**Your goal**
Convert the records below into a two-column Markdown table headed Row and Record text, with one numbered row per non-blank line and blank lines omitted.

**Data provided**
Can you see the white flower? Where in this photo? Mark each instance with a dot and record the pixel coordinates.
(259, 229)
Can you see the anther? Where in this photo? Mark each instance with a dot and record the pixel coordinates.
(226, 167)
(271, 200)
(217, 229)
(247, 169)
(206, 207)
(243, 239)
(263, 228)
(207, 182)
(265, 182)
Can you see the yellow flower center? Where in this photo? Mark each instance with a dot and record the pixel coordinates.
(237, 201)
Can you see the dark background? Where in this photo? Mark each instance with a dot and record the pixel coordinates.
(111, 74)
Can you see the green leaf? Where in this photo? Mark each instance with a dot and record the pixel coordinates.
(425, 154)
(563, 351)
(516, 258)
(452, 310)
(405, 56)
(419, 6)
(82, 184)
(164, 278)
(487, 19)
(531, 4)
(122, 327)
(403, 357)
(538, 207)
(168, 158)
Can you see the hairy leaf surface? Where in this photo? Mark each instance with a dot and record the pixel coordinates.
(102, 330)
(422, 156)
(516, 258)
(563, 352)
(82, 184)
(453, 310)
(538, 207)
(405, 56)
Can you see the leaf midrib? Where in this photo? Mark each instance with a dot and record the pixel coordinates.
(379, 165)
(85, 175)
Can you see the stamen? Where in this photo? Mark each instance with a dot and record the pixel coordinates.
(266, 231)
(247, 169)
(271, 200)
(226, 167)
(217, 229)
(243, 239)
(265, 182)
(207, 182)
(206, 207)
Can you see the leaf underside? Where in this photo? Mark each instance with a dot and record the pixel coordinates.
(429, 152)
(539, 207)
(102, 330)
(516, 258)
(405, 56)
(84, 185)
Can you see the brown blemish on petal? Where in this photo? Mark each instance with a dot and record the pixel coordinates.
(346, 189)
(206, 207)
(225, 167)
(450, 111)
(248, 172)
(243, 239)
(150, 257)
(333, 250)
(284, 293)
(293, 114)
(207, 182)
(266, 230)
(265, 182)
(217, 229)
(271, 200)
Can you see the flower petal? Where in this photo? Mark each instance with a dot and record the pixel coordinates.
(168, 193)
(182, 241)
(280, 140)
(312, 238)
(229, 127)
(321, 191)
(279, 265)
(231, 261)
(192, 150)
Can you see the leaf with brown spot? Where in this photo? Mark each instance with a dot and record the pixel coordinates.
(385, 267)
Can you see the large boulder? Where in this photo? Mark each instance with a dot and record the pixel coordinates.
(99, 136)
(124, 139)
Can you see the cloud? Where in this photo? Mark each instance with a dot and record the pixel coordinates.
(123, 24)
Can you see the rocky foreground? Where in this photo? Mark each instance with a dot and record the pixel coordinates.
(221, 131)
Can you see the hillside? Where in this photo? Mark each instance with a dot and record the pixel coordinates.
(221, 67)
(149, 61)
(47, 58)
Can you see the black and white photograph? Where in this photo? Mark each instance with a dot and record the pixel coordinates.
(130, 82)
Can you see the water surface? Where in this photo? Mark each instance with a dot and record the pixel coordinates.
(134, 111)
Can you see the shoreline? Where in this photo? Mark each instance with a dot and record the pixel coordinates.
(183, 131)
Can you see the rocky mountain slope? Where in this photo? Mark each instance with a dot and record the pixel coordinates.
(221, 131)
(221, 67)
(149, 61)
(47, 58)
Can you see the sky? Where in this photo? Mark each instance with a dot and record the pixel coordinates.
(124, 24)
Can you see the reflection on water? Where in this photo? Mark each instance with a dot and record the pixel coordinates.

**Solved exercise**
| Row | Record text |
|---|---|
| 1 | Can you see the white flower? Where in this photo? Mark each instance with a dot and record the pixel coordinates. |
| 2 | (259, 229) |
| 3 | Can you see the anther? Where in this photo? Mark each instance with a dot and record the pixel coordinates. |
| 4 | (226, 167) |
| 5 | (271, 200) |
| 6 | (217, 229) |
| 7 | (247, 169) |
| 8 | (206, 207) |
| 9 | (243, 239) |
| 10 | (263, 228) |
| 11 | (207, 182) |
| 12 | (265, 182) |
| 13 | Can you see the yellow flower center? Where in this photo? Mark each instance with a dot and record the pixel coordinates. |
| 14 | (237, 201) |
| 15 | Can you see the dark background? Where in this photo? Mark each instance with a dot and record the pixel coordinates. |
| 16 | (111, 74) |
| 17 | Can you see the green leaf? Where in this photo? Mark each instance with a dot and record the pixel coordinates. |
| 18 | (425, 154) |
| 19 | (563, 351) |
| 20 | (516, 258) |
| 21 | (452, 310) |
| 22 | (405, 56) |
| 23 | (419, 6) |
| 24 | (82, 184) |
| 25 | (164, 278) |
| 26 | (487, 19) |
| 27 | (531, 4) |
| 28 | (122, 327) |
| 29 | (403, 357) |
| 30 | (538, 207) |
| 31 | (168, 158) |
| 32 | Can you see the hairy leaf surface? Where in this photo? Mark each instance with a dot and record the pixel coordinates. |
| 33 | (102, 330) |
| 34 | (422, 156) |
| 35 | (516, 258) |
| 36 | (563, 352) |
| 37 | (82, 184) |
| 38 | (453, 310) |
| 39 | (538, 207) |
| 40 | (405, 56) |
| 41 | Can you see the leaf midrib? Where in this photo? Mark each instance with a dot and record the pixel coordinates. |
| 42 | (379, 165) |
| 43 | (85, 175) |
| 44 | Can you see the stamen? Where in this photo? Mark each instance with a dot and record the pixel coordinates. |
| 45 | (266, 231) |
| 46 | (247, 169) |
| 47 | (271, 200) |
| 48 | (226, 167) |
| 49 | (217, 229) |
| 50 | (243, 239) |
| 51 | (265, 182) |
| 52 | (207, 182) |
| 53 | (206, 207) |
| 54 | Can you see the leaf underside? Where in this photo? Mark each instance with a dot and record the pixel coordinates. |
| 55 | (429, 152) |
| 56 | (539, 207) |
| 57 | (102, 330) |
| 58 | (516, 258) |
| 59 | (405, 56) |
| 60 | (84, 185) |
| 61 | Can you see the brown blemish on petal? Where in this photo? Mark each instance with a dot and record the pixel coordinates. |
| 62 | (346, 189) |
| 63 | (206, 207) |
| 64 | (225, 167) |
| 65 | (450, 111) |
| 66 | (248, 172) |
| 67 | (243, 239) |
| 68 | (150, 257) |
| 69 | (333, 250) |
| 70 | (284, 293) |
| 71 | (293, 114) |
| 72 | (207, 182) |
| 73 | (266, 230) |
| 74 | (265, 182) |
| 75 | (217, 229) |
| 76 | (271, 200) |
| 77 | Can you see the flower petal? Where in this photo? Mark each instance with a dot and record the pixel coordinates. |
| 78 | (168, 193) |
| 79 | (182, 241) |
| 80 | (280, 140) |
| 81 | (312, 238) |
| 82 | (229, 127) |
| 83 | (321, 191) |
| 84 | (279, 265) |
| 85 | (231, 261) |
| 86 | (192, 150) |
| 87 | Can you see the leaf with brown spot? Where in this photo? Mark each instance with a dot and record the pixel coordinates. |
| 88 | (385, 267) |
| 89 | Can you see the large boulder? Where in this photo? Mark each instance with a dot and record the pixel coordinates. |
| 90 | (99, 136) |
| 91 | (124, 139) |
| 92 | Can you see the cloud? Where in this photo? Mark each instance with a dot and record the pixel coordinates. |
| 93 | (123, 24) |
| 94 | Can you see the rocky foreground? Where in this photo? Mark each instance with a dot and record the pixel coordinates. |
| 95 | (221, 131) |
| 96 | Can you see the hillside? Where in this photo? Mark each instance with a dot and record the pixel coordinates. |
| 97 | (221, 67) |
| 98 | (149, 61) |
| 99 | (47, 58) |
| 100 | Can you see the black and white photograph? Where in this photo? Mark each instance with a dot and record the pixel coordinates. |
| 101 | (130, 82) |
| 102 | Can you see the water surface? Where in this photo? Mark each instance with a dot and record the pixel coordinates. |
| 103 | (134, 111) |
| 104 | Can you see the shoreline? Where in this photo? Mark each instance with a dot and record the pixel coordinates. |
| 105 | (183, 131) |
| 106 | Can you see the rocky mountain slope? Where in this photo? Mark each instance with a dot and record the pixel coordinates. |
| 107 | (221, 131) |
| 108 | (221, 67) |
| 109 | (149, 61) |
| 110 | (47, 58) |
| 111 | Can you see the sky? Where in this photo? Mark each instance with a dot and record the pixel coordinates. |
| 112 | (124, 24) |
| 113 | Can you see the reflection on water? Where in this photo? Mark each instance with a dot and record the pixel coordinates. |